Start of Text extract

Fig. 2: Six 8x16 rectangles.

There wasn't really any pleasing ways of distributing the holes, this is about as good as it gets. Also, just look at those four hideous stretched-F-pentomino-looking pieces clustered in the middle of the top-right rectangle. I had accidentally forgotten to use those up sooner, and wound up stuck with them at the very end. That last rectangle (top-right, the one with all the supposedly easy to work with pieces) was partially a computer search job too. I think it was getting late and I needed the table space for something else so I had to speed up the solving process somehow.

Still not touching the nine 5x17s with centered holes though. It's gonna take one hell of a rainy day to drive me to attempt that.

Octominoes!

Well, this was an utter ordeal. I used the same method as my last little failed attempt at an octomino construction, the whole two MS Paint windows deal, but with a slightly differently shaped rectangle (20x148 this time, with eight holes, six of which are due to the holey octominoes.) And this time I ran into a different set of problems. I got about 90% of the way through the construction and did the usual sanity check, counting the amount of free area left and praying it divides by eight and I haven't drawn a heptomino (or a nonomino* for that matter) in there anywhere by mistake.

I counted 168 unit squares remaining. So far so good. But then I counted the remaining octominoes. And got 21. And 23x8 is not 168. Something was afoot, but it being fairly late on Friday night (because I lead such an exciting life...) I was far too tired to work out exactly what was up. so I hit the hay and resolved to see what was up tomorrow.

End of Text extract
Start of Provided entries

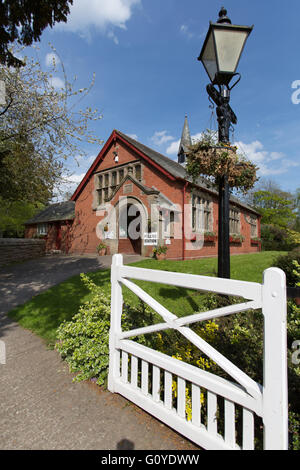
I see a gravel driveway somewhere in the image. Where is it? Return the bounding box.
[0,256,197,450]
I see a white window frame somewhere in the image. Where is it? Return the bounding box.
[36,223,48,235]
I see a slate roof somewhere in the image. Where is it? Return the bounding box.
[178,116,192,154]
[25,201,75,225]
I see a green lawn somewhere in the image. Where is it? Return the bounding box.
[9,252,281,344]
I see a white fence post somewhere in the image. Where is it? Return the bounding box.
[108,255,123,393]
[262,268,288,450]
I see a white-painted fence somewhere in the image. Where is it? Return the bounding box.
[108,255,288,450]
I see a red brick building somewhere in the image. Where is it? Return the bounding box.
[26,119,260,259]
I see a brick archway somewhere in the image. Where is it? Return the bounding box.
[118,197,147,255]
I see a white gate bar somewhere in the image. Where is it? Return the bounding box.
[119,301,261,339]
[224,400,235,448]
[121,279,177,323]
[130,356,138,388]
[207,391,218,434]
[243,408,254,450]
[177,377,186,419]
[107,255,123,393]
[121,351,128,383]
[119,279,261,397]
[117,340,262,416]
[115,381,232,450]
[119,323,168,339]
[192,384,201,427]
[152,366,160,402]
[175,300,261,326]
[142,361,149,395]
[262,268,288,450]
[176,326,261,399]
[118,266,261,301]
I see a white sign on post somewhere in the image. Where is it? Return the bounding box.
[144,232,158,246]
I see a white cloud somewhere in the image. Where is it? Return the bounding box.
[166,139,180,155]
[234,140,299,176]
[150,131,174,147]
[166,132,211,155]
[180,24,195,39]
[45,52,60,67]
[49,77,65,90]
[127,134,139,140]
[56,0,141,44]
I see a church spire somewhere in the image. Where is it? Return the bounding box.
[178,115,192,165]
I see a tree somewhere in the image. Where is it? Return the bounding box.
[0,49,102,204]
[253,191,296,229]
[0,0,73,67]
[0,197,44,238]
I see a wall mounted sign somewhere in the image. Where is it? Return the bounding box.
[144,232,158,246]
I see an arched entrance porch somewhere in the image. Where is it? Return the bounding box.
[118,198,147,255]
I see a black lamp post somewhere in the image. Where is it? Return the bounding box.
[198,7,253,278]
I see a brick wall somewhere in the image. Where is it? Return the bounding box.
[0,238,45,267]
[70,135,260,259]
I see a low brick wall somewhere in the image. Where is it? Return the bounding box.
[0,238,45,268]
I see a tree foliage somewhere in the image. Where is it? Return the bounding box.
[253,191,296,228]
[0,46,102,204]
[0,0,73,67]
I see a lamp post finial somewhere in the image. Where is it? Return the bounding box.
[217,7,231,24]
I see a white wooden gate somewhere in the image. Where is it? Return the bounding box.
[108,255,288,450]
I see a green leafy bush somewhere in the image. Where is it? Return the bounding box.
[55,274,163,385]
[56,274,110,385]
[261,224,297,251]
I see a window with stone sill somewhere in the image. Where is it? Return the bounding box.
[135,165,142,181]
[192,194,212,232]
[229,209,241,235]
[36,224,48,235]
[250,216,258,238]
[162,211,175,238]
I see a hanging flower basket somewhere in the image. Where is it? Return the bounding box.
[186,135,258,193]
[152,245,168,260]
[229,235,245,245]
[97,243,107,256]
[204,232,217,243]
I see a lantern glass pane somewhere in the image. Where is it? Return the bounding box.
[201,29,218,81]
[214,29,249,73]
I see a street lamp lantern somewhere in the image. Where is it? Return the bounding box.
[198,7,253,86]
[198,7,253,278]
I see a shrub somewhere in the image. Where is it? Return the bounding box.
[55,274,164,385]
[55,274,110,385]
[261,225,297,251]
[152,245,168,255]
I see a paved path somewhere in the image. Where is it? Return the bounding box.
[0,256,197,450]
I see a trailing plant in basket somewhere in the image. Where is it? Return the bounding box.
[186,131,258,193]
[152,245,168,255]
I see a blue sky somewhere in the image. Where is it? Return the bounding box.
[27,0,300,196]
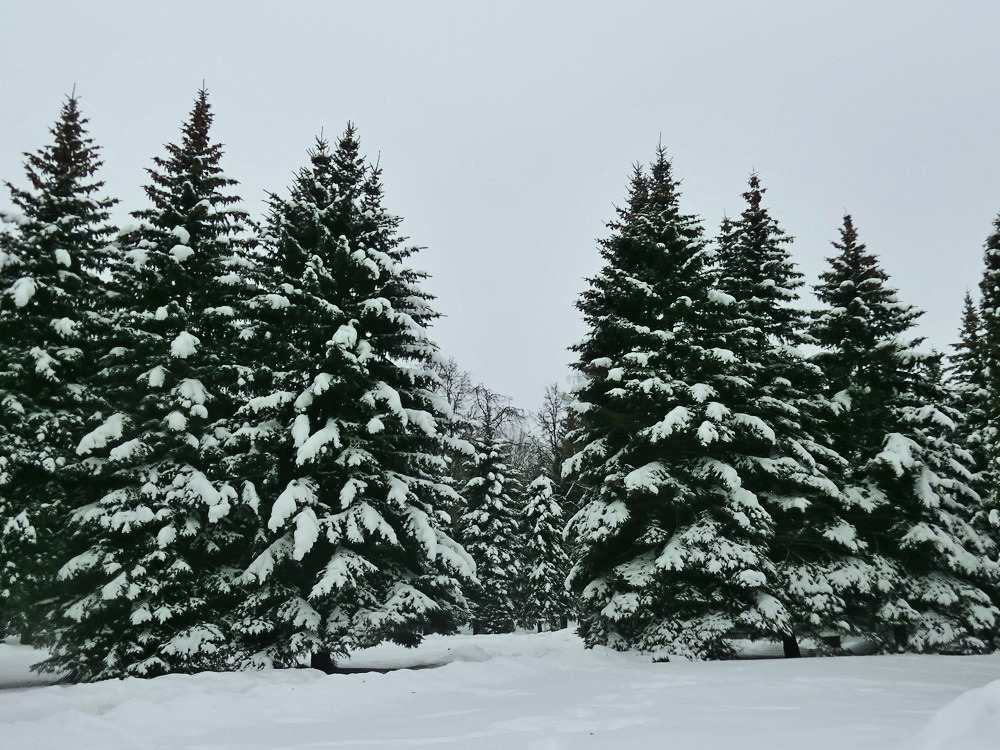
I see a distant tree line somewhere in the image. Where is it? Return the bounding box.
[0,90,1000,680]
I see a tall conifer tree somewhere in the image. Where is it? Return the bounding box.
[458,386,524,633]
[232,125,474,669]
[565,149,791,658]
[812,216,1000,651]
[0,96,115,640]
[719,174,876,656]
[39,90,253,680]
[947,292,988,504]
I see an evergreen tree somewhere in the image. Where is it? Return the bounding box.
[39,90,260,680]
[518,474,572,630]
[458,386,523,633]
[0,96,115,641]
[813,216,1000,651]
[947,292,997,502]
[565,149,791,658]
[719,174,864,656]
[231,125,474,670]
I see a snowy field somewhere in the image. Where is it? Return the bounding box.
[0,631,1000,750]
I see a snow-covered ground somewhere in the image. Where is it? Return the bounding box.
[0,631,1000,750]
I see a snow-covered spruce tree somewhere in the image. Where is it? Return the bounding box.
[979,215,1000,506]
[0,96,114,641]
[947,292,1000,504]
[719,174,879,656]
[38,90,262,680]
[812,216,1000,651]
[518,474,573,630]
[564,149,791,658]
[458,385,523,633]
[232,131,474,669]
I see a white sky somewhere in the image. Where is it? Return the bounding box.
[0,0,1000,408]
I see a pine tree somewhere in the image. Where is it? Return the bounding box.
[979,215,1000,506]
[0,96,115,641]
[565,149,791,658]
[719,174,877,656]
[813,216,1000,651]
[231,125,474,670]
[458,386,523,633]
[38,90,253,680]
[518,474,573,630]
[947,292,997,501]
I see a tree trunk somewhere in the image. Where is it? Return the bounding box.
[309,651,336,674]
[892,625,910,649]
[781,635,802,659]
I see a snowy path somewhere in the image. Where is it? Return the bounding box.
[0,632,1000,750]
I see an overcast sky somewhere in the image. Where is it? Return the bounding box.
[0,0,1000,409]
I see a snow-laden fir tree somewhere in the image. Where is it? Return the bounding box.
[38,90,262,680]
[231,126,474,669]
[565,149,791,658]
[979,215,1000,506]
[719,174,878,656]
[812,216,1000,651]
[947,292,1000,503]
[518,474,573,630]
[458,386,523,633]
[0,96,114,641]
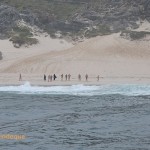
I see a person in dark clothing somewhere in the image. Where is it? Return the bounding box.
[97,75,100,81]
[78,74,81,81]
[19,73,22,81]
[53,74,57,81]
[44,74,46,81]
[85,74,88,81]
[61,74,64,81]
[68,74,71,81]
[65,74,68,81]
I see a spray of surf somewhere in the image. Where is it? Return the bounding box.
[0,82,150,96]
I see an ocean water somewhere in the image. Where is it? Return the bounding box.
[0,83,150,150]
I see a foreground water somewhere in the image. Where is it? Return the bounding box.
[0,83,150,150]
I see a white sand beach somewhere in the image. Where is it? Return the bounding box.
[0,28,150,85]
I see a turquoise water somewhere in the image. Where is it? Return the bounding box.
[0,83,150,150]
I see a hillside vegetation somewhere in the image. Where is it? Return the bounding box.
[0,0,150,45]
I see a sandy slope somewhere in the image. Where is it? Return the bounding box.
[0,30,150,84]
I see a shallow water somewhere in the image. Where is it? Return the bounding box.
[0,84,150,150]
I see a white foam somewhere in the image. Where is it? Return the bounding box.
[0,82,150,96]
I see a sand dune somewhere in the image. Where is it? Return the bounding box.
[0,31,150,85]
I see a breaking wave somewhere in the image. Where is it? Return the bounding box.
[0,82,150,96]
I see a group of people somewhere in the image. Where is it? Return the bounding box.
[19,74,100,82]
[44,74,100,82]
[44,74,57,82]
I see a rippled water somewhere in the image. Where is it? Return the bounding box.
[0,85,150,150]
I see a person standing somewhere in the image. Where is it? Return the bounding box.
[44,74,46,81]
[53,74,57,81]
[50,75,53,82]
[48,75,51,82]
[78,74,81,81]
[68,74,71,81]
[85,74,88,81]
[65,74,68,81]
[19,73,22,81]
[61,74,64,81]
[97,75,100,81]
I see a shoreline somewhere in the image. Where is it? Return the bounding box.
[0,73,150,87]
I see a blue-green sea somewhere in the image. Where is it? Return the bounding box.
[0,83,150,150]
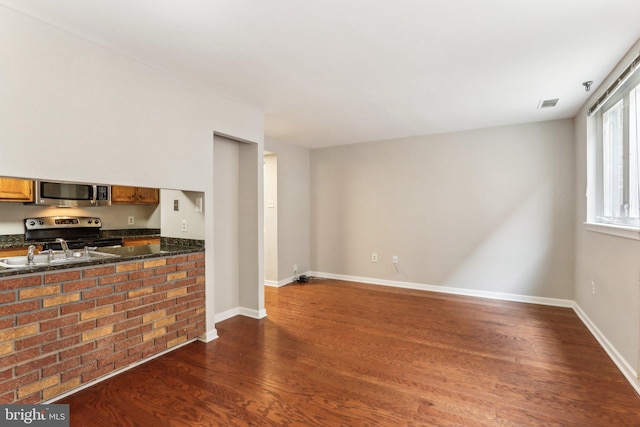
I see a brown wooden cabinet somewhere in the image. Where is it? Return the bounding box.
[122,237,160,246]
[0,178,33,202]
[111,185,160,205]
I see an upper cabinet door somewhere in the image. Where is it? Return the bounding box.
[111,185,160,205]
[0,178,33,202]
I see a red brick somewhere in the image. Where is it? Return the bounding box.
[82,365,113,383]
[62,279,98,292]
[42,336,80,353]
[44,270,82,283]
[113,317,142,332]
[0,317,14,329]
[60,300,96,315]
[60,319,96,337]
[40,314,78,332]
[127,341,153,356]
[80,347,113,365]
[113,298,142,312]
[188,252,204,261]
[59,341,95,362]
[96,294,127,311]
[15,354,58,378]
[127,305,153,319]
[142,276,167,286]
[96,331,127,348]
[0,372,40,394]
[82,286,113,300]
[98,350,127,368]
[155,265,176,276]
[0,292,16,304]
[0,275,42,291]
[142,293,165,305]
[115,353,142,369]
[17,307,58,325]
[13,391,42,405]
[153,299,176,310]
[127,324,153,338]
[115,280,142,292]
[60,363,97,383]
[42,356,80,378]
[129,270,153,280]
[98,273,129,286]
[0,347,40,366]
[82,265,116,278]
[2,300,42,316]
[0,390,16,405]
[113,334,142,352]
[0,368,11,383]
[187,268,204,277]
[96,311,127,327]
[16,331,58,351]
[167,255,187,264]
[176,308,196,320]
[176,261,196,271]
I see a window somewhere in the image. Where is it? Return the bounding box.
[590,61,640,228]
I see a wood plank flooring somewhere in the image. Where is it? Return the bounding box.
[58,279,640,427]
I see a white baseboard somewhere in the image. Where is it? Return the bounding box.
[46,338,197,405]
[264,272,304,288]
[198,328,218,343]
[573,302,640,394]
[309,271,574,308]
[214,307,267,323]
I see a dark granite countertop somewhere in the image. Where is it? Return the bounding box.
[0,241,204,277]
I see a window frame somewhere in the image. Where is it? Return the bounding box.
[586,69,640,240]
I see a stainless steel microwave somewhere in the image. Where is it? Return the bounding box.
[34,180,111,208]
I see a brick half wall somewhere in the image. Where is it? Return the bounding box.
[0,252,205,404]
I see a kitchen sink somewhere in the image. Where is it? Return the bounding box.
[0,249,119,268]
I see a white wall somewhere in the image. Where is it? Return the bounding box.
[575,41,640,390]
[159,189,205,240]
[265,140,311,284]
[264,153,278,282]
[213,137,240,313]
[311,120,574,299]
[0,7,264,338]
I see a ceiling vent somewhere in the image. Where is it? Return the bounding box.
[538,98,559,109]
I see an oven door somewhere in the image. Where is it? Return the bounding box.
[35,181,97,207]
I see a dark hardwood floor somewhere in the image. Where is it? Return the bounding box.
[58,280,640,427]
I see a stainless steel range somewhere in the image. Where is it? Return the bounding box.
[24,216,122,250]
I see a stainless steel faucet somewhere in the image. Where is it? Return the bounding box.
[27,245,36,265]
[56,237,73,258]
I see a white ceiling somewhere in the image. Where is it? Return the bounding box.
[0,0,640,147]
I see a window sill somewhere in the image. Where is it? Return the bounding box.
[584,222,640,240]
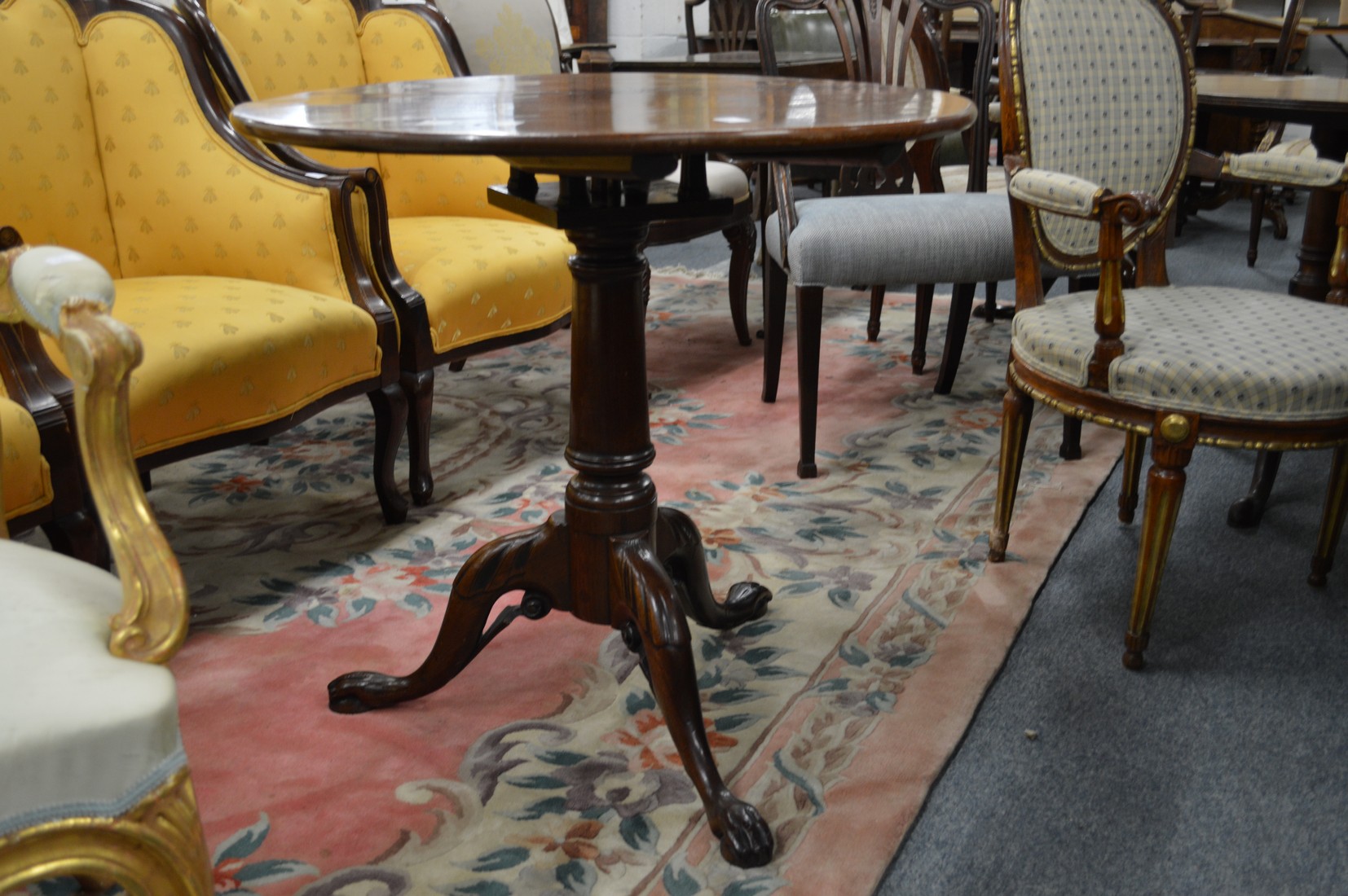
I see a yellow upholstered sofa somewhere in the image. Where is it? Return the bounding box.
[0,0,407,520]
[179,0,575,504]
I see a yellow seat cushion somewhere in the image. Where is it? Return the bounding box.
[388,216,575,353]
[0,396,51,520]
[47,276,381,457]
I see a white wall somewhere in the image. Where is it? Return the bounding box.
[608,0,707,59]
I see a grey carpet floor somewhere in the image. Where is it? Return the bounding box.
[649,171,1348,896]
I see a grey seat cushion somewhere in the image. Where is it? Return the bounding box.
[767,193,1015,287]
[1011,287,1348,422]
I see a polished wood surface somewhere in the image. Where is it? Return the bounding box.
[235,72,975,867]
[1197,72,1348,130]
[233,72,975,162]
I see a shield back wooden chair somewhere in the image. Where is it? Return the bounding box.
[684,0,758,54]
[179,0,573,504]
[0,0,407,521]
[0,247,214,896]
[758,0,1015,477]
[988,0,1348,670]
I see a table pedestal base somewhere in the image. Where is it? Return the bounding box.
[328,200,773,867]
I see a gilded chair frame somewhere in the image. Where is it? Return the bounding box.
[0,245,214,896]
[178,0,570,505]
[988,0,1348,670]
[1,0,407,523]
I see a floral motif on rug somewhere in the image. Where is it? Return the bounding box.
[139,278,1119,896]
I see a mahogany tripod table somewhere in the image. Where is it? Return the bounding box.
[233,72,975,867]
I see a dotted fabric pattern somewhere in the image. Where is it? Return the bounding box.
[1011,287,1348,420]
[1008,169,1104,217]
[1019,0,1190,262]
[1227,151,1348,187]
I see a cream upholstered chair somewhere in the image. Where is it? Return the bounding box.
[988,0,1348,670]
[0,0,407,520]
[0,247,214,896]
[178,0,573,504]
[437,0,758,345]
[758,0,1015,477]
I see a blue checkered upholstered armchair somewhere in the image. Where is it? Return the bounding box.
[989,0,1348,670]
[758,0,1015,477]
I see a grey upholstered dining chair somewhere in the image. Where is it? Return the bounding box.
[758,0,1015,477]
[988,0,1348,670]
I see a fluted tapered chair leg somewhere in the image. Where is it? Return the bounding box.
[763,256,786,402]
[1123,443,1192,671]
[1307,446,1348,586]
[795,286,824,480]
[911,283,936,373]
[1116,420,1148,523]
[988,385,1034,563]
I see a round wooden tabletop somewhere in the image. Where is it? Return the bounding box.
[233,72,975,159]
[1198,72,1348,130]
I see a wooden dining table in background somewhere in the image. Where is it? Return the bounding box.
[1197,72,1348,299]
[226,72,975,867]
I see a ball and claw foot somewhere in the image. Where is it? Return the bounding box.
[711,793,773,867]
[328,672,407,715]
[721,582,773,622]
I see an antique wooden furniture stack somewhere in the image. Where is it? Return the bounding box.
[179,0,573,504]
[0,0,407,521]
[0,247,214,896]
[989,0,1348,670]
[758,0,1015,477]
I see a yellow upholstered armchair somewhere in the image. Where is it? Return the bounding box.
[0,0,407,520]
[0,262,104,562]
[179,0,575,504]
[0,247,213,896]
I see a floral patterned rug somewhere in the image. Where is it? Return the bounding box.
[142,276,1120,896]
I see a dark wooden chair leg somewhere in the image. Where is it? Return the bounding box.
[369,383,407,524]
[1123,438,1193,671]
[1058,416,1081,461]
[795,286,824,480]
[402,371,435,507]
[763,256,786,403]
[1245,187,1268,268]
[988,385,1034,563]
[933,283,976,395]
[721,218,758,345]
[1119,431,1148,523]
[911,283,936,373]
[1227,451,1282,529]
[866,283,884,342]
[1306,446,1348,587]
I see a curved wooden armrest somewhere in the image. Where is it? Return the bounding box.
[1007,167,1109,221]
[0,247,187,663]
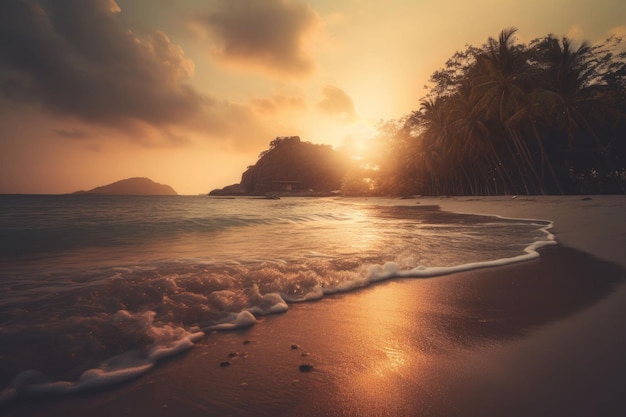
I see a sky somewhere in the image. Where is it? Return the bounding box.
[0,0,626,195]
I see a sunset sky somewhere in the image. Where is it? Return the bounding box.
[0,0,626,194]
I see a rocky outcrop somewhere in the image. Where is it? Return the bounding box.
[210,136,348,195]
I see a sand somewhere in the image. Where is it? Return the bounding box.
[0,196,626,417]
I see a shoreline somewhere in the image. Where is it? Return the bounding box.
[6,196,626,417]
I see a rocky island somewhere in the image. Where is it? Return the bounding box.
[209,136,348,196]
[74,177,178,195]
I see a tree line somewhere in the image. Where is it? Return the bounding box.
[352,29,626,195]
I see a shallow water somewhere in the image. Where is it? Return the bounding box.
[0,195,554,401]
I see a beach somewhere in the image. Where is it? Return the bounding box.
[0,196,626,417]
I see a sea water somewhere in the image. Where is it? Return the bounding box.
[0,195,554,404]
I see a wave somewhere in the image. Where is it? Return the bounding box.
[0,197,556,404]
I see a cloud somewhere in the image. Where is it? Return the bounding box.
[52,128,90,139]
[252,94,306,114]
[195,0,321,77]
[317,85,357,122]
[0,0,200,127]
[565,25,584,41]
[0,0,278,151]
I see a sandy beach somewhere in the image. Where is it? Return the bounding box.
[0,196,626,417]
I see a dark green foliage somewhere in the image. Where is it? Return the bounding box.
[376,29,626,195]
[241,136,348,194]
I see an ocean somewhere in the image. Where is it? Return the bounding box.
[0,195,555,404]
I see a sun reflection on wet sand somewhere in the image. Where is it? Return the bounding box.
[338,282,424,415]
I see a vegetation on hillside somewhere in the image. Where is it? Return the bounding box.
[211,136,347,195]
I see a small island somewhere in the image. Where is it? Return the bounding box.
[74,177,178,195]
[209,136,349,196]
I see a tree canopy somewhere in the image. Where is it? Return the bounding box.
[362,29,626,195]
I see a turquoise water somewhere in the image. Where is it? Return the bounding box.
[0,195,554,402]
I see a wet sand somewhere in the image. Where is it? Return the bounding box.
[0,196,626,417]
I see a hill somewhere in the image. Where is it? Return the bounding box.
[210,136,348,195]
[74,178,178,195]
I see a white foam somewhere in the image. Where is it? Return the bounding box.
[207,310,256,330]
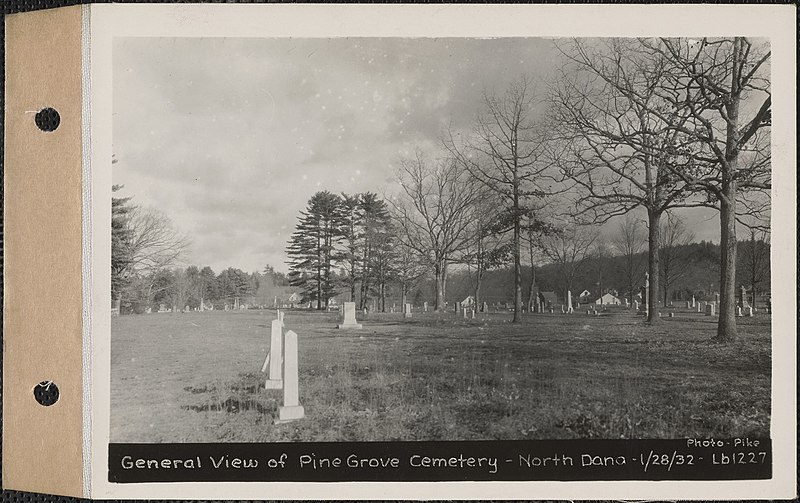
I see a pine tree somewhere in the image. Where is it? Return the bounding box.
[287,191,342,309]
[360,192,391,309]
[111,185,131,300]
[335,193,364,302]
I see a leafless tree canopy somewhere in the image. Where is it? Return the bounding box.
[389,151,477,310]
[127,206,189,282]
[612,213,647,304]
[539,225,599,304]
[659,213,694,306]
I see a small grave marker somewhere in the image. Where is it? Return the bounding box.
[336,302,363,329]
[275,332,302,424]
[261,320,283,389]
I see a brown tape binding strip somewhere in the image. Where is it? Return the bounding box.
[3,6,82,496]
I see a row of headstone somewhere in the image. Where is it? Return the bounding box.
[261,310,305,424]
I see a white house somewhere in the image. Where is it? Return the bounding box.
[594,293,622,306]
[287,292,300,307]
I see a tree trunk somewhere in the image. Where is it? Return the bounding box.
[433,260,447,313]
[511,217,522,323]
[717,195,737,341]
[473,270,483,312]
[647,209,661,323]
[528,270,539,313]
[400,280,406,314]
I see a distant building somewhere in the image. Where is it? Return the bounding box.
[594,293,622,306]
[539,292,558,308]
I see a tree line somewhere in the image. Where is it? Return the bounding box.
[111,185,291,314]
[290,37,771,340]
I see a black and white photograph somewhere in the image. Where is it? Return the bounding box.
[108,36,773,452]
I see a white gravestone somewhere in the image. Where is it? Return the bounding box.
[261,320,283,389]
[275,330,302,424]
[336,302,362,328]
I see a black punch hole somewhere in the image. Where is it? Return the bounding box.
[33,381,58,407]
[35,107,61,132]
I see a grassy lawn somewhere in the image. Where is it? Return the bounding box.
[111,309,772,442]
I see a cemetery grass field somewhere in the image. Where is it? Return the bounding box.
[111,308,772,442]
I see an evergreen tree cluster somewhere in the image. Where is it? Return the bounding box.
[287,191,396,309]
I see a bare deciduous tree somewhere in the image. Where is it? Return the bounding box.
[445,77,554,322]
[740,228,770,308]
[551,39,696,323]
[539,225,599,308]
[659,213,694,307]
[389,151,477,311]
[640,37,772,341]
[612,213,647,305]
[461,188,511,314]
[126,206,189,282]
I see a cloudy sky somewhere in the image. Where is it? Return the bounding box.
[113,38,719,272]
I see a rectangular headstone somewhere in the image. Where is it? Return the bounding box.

End of Provided entries

• Given exercise A
According to the polyomino post, what rectangle size was used for the octomino construction?
• Given exercise B
Return each line of the records that contains the string "wall", treating uppercase and lowercase as different.
The text and the records were taken from unrelated sources.

• Correct result A
A 20x148 rectangle with eight holes.

• Correct result B
I see a wall mounted sign somewhere in the image. Where is it? Return the bounding box.
I see a brick wall somewhere in the image. Where is it? Return the bounding box.
I see a low brick wall somewhere in the image. Where is it? Return the bounding box.
I see a brick half wall somewhere in the image. Where is it? Return the bounding box.
I see a white wall somewhere in the image. Where is it? Return the bounding box.
I see a white wall somewhere in the image. Where is it? Return the bounding box.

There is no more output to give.